▸ **WHAT TO WORK ON**: The records that follow are to be reproduced verbatim.
------ ENTRIES SHOWN
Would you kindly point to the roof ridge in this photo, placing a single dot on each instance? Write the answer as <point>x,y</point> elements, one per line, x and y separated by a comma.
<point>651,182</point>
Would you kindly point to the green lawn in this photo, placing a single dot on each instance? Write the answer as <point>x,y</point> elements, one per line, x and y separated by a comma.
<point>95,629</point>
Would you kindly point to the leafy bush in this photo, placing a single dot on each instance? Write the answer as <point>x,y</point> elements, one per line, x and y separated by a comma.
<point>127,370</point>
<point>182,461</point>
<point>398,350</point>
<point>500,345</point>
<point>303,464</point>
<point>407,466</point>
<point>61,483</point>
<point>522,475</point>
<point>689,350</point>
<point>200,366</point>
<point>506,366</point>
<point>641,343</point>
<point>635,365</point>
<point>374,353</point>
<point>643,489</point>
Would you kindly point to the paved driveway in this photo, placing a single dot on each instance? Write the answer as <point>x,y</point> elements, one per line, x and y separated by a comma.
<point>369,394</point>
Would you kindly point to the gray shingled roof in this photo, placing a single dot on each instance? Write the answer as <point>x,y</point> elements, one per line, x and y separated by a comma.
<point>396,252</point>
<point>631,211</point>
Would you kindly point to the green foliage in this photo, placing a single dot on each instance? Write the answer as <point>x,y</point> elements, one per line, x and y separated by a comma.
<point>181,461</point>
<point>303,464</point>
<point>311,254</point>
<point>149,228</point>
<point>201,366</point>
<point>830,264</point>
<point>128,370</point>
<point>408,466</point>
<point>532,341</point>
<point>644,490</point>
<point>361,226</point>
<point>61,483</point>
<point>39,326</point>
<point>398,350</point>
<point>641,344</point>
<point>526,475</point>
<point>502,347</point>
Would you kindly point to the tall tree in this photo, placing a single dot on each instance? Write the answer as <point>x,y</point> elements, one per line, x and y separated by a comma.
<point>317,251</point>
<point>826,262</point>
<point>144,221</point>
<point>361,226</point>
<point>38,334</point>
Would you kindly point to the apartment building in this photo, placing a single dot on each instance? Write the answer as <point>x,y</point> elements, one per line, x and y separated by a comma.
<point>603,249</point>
------------
▸ **EXERCISE ANSWER**:
Would you kindly point to the roof ridge in this photo, placing a single dot on each instance? Write the answer as <point>x,y</point> elements, one per line, x and y separated by a comma.
<point>651,182</point>
Would you kindly point to the green lawn in this photo, placing a single dot on each instance? Write the answer as <point>x,y</point> elements, one per line, x and y separated by a comma.
<point>95,629</point>
Would you kindly point to the leafy bush in this photo, placing a single dot on each instance? Write the answer as <point>x,y</point> elements, one per line, x and y separated by a comma.
<point>127,370</point>
<point>182,461</point>
<point>398,350</point>
<point>500,345</point>
<point>303,464</point>
<point>407,466</point>
<point>61,483</point>
<point>522,475</point>
<point>689,350</point>
<point>200,366</point>
<point>506,366</point>
<point>641,343</point>
<point>635,365</point>
<point>374,353</point>
<point>643,489</point>
Would you kindly point to the paved driveway in this photo, placing a single dot on each instance? Write the answer as <point>x,y</point> elements, one per line, x and y separated by a comma.
<point>369,394</point>
Would you kindly point to the gray shingled roof in this photo, placing a single dot on each instance? Write the answer as <point>x,y</point> elements, one per line, x and y separated by a comma.
<point>396,252</point>
<point>631,211</point>
Would you kindly point to the green foliage in this photo, placing a single dot on each instance? Write the answer as <point>x,y</point> elements, one per line, x and y separated by a comma.
<point>181,461</point>
<point>303,464</point>
<point>311,254</point>
<point>149,228</point>
<point>201,366</point>
<point>830,264</point>
<point>128,370</point>
<point>408,466</point>
<point>532,341</point>
<point>644,490</point>
<point>361,226</point>
<point>61,483</point>
<point>39,326</point>
<point>398,350</point>
<point>641,344</point>
<point>526,475</point>
<point>502,347</point>
Would you kindly point to the tall tree in this photo, placing a single dot on each instance? Write the answer as <point>x,y</point> elements, one per line, x and y separated by a comma.
<point>317,251</point>
<point>826,262</point>
<point>144,221</point>
<point>361,226</point>
<point>38,334</point>
Would you kindly point to the apartment building in this photo, placing a single dot on each instance? Write the answer as <point>x,y</point> elements, one per line, x and y separated by a comma.
<point>603,249</point>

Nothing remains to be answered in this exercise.